BEGIN

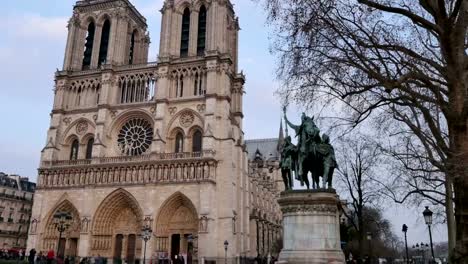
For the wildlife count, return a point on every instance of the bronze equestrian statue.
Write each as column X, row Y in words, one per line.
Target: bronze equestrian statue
column 288, row 162
column 313, row 154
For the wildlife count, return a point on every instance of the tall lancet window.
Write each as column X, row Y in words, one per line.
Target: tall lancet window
column 179, row 144
column 132, row 48
column 89, row 148
column 74, row 150
column 88, row 46
column 180, row 87
column 185, row 33
column 104, row 43
column 201, row 31
column 197, row 141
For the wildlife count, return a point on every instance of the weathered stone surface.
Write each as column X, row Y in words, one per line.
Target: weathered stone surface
column 311, row 229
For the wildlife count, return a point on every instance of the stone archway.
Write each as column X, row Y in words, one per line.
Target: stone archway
column 116, row 226
column 70, row 238
column 176, row 228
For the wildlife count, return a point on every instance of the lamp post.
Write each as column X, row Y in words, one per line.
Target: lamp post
column 369, row 238
column 405, row 229
column 145, row 235
column 226, row 244
column 428, row 219
column 62, row 221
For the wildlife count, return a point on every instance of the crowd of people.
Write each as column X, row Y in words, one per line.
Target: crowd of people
column 50, row 257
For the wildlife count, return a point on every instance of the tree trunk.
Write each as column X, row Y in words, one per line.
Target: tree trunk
column 449, row 211
column 361, row 235
column 458, row 171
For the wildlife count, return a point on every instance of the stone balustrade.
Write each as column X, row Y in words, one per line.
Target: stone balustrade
column 145, row 169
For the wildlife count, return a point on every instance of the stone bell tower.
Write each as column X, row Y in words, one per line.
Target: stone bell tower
column 105, row 32
column 135, row 144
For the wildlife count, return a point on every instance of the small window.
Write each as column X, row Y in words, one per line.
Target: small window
column 89, row 148
column 179, row 144
column 180, row 87
column 132, row 48
column 88, row 46
column 201, row 31
column 185, row 33
column 104, row 43
column 74, row 150
column 197, row 141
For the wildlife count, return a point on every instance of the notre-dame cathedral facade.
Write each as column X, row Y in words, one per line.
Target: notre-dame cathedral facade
column 134, row 144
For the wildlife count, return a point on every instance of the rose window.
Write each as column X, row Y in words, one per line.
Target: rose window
column 135, row 137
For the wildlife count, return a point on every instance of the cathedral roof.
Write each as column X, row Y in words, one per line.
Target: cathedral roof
column 266, row 149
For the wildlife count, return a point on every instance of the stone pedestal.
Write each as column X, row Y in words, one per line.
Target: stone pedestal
column 311, row 227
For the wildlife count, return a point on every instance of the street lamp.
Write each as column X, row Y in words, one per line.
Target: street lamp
column 428, row 219
column 226, row 244
column 62, row 221
column 369, row 238
column 145, row 235
column 405, row 229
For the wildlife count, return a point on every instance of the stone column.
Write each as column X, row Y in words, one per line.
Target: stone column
column 96, row 46
column 124, row 247
column 193, row 33
column 73, row 25
column 311, row 227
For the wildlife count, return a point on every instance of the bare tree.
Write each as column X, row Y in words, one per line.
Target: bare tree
column 402, row 57
column 358, row 159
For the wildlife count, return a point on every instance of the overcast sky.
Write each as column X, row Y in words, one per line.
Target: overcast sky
column 32, row 44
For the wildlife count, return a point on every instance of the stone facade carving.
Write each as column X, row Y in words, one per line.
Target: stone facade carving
column 203, row 224
column 113, row 193
column 82, row 127
column 186, row 119
column 85, row 221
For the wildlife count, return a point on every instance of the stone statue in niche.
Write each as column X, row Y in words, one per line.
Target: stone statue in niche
column 204, row 223
column 84, row 225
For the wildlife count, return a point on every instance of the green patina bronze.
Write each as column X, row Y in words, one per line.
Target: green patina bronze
column 312, row 154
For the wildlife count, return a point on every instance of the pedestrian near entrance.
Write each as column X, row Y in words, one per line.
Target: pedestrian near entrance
column 32, row 255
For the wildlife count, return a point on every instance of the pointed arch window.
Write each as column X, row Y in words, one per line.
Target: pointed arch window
column 104, row 43
column 132, row 48
column 74, row 150
column 180, row 87
column 195, row 84
column 179, row 144
column 201, row 39
column 197, row 141
column 89, row 148
column 184, row 42
column 88, row 46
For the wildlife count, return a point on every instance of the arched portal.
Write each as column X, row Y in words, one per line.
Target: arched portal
column 117, row 223
column 177, row 228
column 69, row 238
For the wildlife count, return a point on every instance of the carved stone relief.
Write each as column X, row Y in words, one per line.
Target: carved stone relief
column 82, row 127
column 186, row 119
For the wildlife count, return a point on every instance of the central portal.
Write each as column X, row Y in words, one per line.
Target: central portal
column 175, row 245
column 177, row 222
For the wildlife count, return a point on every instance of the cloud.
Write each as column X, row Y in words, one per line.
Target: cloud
column 33, row 26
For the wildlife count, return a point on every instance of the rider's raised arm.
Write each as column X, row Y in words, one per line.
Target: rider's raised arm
column 290, row 124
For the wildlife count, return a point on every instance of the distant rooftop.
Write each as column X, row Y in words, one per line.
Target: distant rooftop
column 17, row 182
column 266, row 148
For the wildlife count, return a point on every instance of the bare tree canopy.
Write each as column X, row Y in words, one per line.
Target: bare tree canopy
column 405, row 58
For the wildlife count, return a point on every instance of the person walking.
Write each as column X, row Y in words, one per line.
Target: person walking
column 32, row 255
column 50, row 256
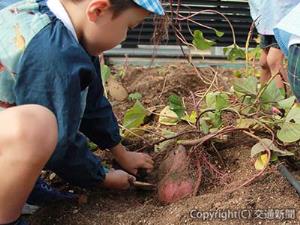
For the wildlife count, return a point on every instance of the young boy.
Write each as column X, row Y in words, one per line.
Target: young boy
column 52, row 97
column 266, row 14
column 287, row 34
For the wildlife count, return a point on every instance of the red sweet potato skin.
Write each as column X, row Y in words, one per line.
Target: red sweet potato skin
column 175, row 182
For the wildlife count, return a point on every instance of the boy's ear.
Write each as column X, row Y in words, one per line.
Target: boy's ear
column 96, row 7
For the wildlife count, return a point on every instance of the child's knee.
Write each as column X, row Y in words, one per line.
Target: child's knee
column 33, row 126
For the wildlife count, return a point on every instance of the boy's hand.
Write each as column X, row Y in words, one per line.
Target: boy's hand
column 132, row 161
column 118, row 179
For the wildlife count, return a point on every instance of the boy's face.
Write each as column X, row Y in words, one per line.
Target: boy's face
column 103, row 31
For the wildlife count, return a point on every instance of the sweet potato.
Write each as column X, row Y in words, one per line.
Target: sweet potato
column 176, row 182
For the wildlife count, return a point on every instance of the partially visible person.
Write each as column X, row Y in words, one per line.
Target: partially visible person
column 266, row 14
column 287, row 34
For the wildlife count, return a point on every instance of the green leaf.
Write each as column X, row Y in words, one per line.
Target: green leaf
column 200, row 42
column 105, row 73
column 204, row 126
column 219, row 33
column 290, row 129
column 246, row 86
column 271, row 94
column 135, row 116
column 217, row 100
column 294, row 114
column 190, row 118
column 289, row 132
column 176, row 105
column 135, row 96
column 245, row 123
column 168, row 117
column 287, row 104
column 234, row 52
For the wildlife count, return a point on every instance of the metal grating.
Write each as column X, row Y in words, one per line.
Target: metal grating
column 237, row 11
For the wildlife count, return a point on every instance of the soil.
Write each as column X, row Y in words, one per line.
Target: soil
column 132, row 207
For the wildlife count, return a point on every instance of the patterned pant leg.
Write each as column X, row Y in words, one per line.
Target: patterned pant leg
column 294, row 69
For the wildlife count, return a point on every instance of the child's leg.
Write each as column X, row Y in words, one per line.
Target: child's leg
column 294, row 70
column 265, row 70
column 275, row 63
column 28, row 136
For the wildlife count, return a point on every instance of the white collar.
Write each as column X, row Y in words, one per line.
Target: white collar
column 59, row 11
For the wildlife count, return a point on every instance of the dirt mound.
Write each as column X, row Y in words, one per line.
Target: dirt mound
column 270, row 193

END

#### [The problem]
What is needed is an exact printout of all the entries, without the pictures.

#### [Solution to this problem]
For the wildlife count, return a point on every instance of the bronze equestrian statue.
Write each as column X, row Y in words, one per line.
Target: bronze equestrian statue
column 288, row 162
column 313, row 154
For the wildlife count, return a point on every instance of the tall lancet window.
Write each as column X, row Y in words, one per line.
Target: tall lancet window
column 179, row 144
column 132, row 48
column 89, row 148
column 74, row 150
column 88, row 46
column 180, row 87
column 185, row 33
column 104, row 43
column 201, row 31
column 197, row 141
For the wildlife count, return a point on every instance of the weathered stone surface.
Write each as column X, row Y in words, one per line.
Target: weathered stone surface
column 311, row 229
For the wildlife count, return a point on every instance of the stone archway.
Write each as column X, row Y in words, one per line.
Target: stone archway
column 116, row 226
column 70, row 238
column 176, row 228
For the wildlife count, return a point on every instance of the lamp post.
Write each as column X, row Y in words, one per line.
Target: lamp post
column 369, row 238
column 405, row 229
column 145, row 235
column 226, row 244
column 428, row 219
column 62, row 221
For the wildlife count, return a point on every instance of the crowd of people.
Write each as column X, row Y in words, one per line.
Target: crowd of people
column 50, row 257
For the wildlife count, return a point on every instance of the tree trunk.
Write each as column X, row Y in words, one per line.
Target: tree trunk
column 449, row 211
column 361, row 235
column 458, row 171
For the wildlife count, return a point on every instance of the stone balustrade.
Write each as column X, row Y in words, one per line.
Target: stone balustrade
column 145, row 169
For the wildlife count, return a point on every instance of the stone bell tower.
Write each as column X, row Y in words, one per line.
Target: stone bell tower
column 105, row 32
column 135, row 144
For the wildlife count, return a point on every instance of the small window.
Write each as column X, row Y in words, one per line.
Target: small window
column 89, row 148
column 179, row 144
column 180, row 87
column 132, row 48
column 88, row 46
column 201, row 31
column 185, row 33
column 104, row 43
column 74, row 150
column 197, row 141
For the wildlife count, return a point on every instance of the notre-dame cathedral facade.
Write each as column X, row Y in words, one per line.
Target: notre-dame cathedral facade
column 134, row 144
For the wildlife count, return a point on every instance of the rose window.
Write each as column X, row Y in words, one per line.
Target: rose window
column 135, row 137
For the wildlife count, return a point on every instance of the cathedral roof.
Write each as column X, row Y in words, one per line.
Target: cathedral roof
column 266, row 149
For the wildlife count, return a point on every instance of the stone pedestal.
Write each as column X, row Y in words, one per line.
Target: stone pedestal
column 311, row 227
For the wildlife count, return a point on every instance of the street lamp.
Write each as column X, row Y in words, one per line.
Target: street lamp
column 428, row 219
column 226, row 244
column 62, row 221
column 369, row 238
column 145, row 235
column 405, row 229
For the wildlife count, return a point on every instance of the stone column.
Write each as column X, row Y in words, one per line.
Target: stone column
column 96, row 46
column 124, row 247
column 193, row 33
column 73, row 25
column 311, row 227
For the wildlife count, return a point on every instance of the bare tree.
Write each as column X, row Y in words, one per line.
Target: bare tree
column 402, row 57
column 358, row 159
For the wildlife count, return a point on every instance of the overcast sky.
Write each as column X, row Y in words, one per line.
Target: overcast sky
column 32, row 44
For the wildlife count, return a point on every instance of the stone facade carving.
Write each as column X, row Y in words, one per line.
Target: stone facade carving
column 203, row 224
column 113, row 193
column 82, row 127
column 186, row 119
column 85, row 221
For the wildlife count, return a point on every instance of the stone statue in niche.
Write each as column X, row Y in words, one per line.
Target: stone statue in niche
column 204, row 223
column 84, row 225
For the wildlife count, return a point on every instance of the green patina bronze.
Write each as column X, row Y in words, one per line.
Target: green patina bronze
column 312, row 154
For the wildlife count, return a point on every instance of the pedestrian near entrance.
Write each as column X, row Y in words, one per line.
Target: pedestrian near entrance
column 32, row 255
For the wildlife count, return a point on every instance of the pointed arch window.
Write each as column X, row Y in words, one per line.
Target: pointed arch window
column 104, row 43
column 132, row 48
column 74, row 150
column 180, row 87
column 195, row 84
column 179, row 144
column 201, row 39
column 197, row 141
column 89, row 148
column 184, row 42
column 88, row 46
For the wildlife count, return a point on every instance of the arched portal.
Write each as column X, row Y in words, one per line.
Target: arched portal
column 117, row 223
column 177, row 228
column 69, row 238
For the wildlife count, return a point on every instance of the carved stone relief.
Write each as column X, row Y in words, one per line.
Target: carved stone relief
column 82, row 127
column 186, row 119
For the wildlife count, return a point on every instance of the central portal.
Write each as column X, row Y in words, one per line.
Target: central portal
column 175, row 245
column 177, row 222
For the wildlife count, return a point on every instance of the cloud.
Write each as column X, row Y in words, one per line.
Target: cloud
column 33, row 26
For the wildlife count, return a point on every instance of the rider's raised arm.
Write each as column X, row Y in words, one per line.
Target: rider's raised arm
column 290, row 124
For the wildlife count, return a point on every instance of the distant rooftop.
Write each as column X, row Y in words, one per line.
Target: distant rooftop
column 17, row 182
column 266, row 148
For the wildlife count, return a point on every instance of the bare tree canopy.
Write each as column X, row Y in words, one per line.
Target: bare tree canopy
column 405, row 58
For the wildlife count, return a point on every instance of the person walking.
Write each as column X, row Y in words, one per line.
Target: person walking
column 32, row 255
column 50, row 256
For the wildlife count, return a point on every instance of the young boy.
Write each as column X, row Y in words, one per line.
Target: young boy
column 52, row 97
column 266, row 14
column 287, row 34
For the wildlife count, return a point on every instance of the red sweet potato skin.
Write each as column X, row Y in words, one per line.
Target: red sweet potato skin
column 175, row 182
For the wildlife count, return a point on every instance of the boy's ear.
Write each as column X, row Y in words, one per line.
Target: boy's ear
column 96, row 7
For the wildlife count, return a point on every instance of the child's knee.
Write each as column X, row Y in words, one per line.
Target: child's knee
column 33, row 126
For the wildlife count, return a point on every instance of the boy's hand.
Write each as column X, row Y in words, one per line.
Target: boy's hand
column 132, row 161
column 118, row 179
For the wildlife count, return a point on every instance of the boy's face.
Write each as column X, row Y in words, one per line.
Target: boy's face
column 103, row 31
For the wildlife count, return a point on every instance of the sweet potato.
Write each as column X, row Y in words, one per line.
Target: sweet potato
column 176, row 182
For the wildlife count, return a point on every instance of the partially visible person.
Write each as column X, row Y in words, one per line.
Target: partially visible person
column 266, row 14
column 287, row 34
For the wildlife count, return a point on every instance of the green leaf.
Write each as column X, row Y in words, one per line.
Target: green leaf
column 200, row 42
column 105, row 73
column 204, row 126
column 219, row 33
column 290, row 129
column 246, row 86
column 271, row 94
column 135, row 116
column 217, row 100
column 294, row 114
column 190, row 118
column 289, row 132
column 176, row 105
column 135, row 96
column 245, row 123
column 168, row 117
column 287, row 104
column 234, row 52
For the wildlife count, return a point on every instance of the metal grating.
Write each as column X, row Y in words, one per line.
Target: metal grating
column 237, row 11
For the wildlife count, return a point on every instance of the soil.
Write each as column X, row Y in words, one per line.
Target: soil
column 132, row 207
For the wildlife count, return a point on every instance of the patterned pant leg.
Write each as column X, row Y in words, one per line.
Target: patterned pant leg
column 294, row 69
For the wildlife count, return a point on every instance of the child's leg.
Write each as column X, row Y in words, one per line.
Target: child's leg
column 294, row 70
column 265, row 70
column 275, row 63
column 28, row 136
For the wildlife count, return a point on every instance of the white collar.
Write each as column X, row Y in words, one per line.
Target: white collar
column 59, row 11
For the wildlife count, return a point on every instance of the dirt mound.
Write each as column X, row Y in words, one per line.
Target: dirt mound
column 270, row 193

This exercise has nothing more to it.